### Material shown

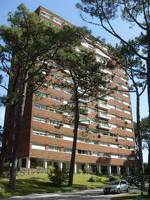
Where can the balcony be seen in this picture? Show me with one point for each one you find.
(84, 122)
(106, 71)
(104, 126)
(103, 115)
(103, 105)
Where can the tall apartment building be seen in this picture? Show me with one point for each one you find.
(47, 134)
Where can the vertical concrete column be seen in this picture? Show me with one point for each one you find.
(75, 168)
(99, 168)
(127, 171)
(118, 170)
(45, 164)
(109, 170)
(60, 166)
(20, 163)
(28, 163)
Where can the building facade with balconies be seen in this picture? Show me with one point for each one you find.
(105, 143)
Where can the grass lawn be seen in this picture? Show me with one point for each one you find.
(131, 197)
(39, 183)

######

Assigned task:
From the line that contains "Where can the building" down to the last line above, print each line exactly as it appears.

Response:
Where can the building facade with balconies be seen in this picture? Show me with one point for each one you find.
(105, 143)
Where can the grass lawn be seen in this picture? Show me with one point for each one you find.
(131, 197)
(39, 183)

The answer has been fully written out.